Aim of the task:
Starting at the line that contains "For the test set, locate each instance of the river in", restate each line word for word through the final line of the data, keeping both ends.

═════ Data for this task

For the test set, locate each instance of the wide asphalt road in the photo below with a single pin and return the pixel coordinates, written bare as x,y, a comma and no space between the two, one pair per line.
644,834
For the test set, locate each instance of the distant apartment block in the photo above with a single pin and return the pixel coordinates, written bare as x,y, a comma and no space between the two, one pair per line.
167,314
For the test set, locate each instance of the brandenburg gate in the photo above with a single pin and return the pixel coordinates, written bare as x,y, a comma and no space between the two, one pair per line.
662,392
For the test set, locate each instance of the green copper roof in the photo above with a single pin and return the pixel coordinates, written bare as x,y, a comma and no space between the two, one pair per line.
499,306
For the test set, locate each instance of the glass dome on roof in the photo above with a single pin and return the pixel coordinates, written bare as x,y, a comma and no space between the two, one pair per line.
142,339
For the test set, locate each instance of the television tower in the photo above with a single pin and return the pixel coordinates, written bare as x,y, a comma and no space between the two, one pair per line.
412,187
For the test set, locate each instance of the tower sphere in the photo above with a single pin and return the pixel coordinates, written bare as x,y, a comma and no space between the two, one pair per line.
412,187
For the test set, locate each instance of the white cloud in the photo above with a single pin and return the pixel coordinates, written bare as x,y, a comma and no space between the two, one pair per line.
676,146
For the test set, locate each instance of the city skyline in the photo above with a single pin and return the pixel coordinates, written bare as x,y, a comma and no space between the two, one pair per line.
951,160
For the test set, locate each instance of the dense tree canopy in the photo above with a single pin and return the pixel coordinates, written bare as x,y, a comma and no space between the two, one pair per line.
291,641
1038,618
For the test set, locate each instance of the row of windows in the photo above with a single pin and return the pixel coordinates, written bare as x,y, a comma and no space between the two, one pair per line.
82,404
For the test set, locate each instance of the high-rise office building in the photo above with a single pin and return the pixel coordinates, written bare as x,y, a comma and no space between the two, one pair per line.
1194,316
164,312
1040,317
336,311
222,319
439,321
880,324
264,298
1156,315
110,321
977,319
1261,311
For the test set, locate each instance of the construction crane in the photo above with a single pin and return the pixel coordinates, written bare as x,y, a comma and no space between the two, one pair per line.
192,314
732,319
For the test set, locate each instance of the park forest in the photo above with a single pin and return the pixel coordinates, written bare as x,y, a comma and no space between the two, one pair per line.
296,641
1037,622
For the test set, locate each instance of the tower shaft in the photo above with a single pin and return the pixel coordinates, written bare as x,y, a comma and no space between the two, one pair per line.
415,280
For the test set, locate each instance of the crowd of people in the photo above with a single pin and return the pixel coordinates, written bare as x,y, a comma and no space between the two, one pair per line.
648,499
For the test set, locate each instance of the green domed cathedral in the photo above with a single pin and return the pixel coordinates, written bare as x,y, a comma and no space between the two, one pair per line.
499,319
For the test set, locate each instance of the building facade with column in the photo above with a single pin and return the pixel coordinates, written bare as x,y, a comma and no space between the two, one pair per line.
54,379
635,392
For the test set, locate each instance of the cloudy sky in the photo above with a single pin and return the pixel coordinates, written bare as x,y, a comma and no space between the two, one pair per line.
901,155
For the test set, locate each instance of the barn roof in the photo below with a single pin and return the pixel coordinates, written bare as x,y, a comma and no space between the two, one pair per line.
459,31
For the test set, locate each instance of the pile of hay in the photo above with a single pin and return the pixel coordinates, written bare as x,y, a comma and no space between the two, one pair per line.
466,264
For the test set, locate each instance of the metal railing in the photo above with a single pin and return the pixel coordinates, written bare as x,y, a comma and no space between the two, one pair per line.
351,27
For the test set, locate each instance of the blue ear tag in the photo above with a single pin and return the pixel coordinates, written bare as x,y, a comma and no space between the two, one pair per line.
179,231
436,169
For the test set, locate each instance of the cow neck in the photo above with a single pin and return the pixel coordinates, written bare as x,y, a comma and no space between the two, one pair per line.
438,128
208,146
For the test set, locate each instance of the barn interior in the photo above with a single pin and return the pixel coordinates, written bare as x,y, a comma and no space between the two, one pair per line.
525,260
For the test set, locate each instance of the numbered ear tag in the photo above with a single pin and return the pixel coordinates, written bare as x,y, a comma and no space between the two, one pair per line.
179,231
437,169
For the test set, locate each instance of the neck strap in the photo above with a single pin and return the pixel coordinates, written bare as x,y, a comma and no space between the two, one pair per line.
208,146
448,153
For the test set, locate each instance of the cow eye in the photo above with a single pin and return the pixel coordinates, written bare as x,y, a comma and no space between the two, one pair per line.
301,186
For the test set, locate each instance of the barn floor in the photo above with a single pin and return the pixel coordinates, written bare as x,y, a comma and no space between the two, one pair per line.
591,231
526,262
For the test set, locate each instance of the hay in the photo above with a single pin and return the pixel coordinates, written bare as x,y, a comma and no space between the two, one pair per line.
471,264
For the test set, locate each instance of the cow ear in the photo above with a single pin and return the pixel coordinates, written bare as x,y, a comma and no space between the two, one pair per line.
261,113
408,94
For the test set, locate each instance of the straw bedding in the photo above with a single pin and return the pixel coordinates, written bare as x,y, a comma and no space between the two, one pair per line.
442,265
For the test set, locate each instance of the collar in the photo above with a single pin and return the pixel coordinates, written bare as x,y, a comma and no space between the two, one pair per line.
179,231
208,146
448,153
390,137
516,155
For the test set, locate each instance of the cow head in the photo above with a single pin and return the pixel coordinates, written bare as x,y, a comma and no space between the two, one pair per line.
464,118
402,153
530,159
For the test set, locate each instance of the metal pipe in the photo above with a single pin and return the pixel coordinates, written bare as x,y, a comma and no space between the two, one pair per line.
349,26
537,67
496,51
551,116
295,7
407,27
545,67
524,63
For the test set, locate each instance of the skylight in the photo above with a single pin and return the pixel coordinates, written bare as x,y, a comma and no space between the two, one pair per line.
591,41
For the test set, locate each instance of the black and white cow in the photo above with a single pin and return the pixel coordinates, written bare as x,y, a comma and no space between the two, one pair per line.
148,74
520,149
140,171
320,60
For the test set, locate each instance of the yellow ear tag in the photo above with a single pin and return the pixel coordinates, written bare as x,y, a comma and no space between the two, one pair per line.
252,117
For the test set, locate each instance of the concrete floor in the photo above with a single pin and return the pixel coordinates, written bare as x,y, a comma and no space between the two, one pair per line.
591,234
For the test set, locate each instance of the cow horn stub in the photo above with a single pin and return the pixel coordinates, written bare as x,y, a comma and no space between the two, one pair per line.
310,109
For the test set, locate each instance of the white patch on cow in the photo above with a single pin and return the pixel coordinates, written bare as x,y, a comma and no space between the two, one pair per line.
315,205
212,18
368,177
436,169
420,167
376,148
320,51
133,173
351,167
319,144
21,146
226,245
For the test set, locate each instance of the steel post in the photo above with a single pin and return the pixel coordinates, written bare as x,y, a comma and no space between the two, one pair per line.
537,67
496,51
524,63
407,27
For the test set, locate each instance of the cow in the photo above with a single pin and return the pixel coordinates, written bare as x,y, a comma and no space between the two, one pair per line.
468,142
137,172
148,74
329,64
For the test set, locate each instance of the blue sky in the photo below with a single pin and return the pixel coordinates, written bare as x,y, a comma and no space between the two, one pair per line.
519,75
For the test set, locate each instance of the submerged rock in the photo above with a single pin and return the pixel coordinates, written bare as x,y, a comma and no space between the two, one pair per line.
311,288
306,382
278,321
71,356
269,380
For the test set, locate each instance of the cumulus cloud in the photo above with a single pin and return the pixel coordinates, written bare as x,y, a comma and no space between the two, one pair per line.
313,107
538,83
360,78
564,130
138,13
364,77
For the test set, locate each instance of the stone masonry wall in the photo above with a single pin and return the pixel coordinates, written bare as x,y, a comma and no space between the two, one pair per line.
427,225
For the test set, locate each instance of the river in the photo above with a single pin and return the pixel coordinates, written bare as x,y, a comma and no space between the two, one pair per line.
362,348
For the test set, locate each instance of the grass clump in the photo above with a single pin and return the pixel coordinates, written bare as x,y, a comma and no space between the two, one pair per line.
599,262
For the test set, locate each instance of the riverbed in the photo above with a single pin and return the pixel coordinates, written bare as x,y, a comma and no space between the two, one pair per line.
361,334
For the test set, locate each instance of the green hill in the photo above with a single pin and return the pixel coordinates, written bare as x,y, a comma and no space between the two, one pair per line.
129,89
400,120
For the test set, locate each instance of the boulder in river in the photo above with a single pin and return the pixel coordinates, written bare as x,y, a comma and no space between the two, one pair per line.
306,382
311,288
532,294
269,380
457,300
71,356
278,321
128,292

══════════

Complete output:
For the test set, locate each instance of the river in the photo above with a single pin and return the pixel coordinates, written bare as x,y, a comma and no space between the two, one pair per line.
362,348
For the test set, locate each instance of the grass clump in the photo above with a single pin and return the pixel coordinates, written bare as x,y, a comma and no space between the two, one pair per line.
599,262
For the test set, locate each instance of the riverbed in the photo above with a single pin and return the pixel coordinates, written bare as x,y, a comma and no space between the two, one pair per line.
361,334
For the test set, locate each instance of the green hill in the photo above with a single pin and return the pixel coordinates, written bare as x,y, a comma and no space between the two, one pair per line.
129,89
400,120
For the test set, locate each instance of the boulder in river in the photo above with a single pin and return the pixel coordinates, written bare as x,y, a comma and no space between the two, one pair per line.
306,382
311,288
532,294
269,380
457,300
71,356
278,321
128,292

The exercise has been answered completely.